> Directions for this task
Check every line in the listing below for "instance". Copy the ones where it occurs.

BEGIN

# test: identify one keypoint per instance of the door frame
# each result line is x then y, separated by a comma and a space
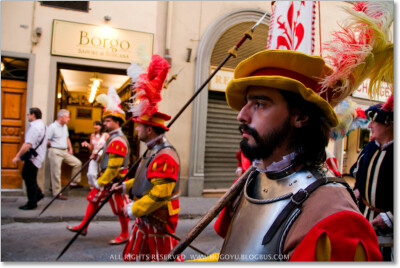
29, 90
29, 86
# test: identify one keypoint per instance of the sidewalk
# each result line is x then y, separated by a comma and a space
74, 208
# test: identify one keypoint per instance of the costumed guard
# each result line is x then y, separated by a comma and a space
374, 173
113, 164
299, 209
155, 188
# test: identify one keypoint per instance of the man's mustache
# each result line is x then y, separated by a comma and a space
249, 130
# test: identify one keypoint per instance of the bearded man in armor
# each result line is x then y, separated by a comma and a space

END

> Written solution
# test: identify one keypoint per instance of the door frame
# test: identify one keypoint per instance of the sidewalk
# test: identify one keypoint per instance of the costumed guard
# test: identify one keypoint per instance of the man's mustache
# test: identify one keypoint per instance of the bearded man in armor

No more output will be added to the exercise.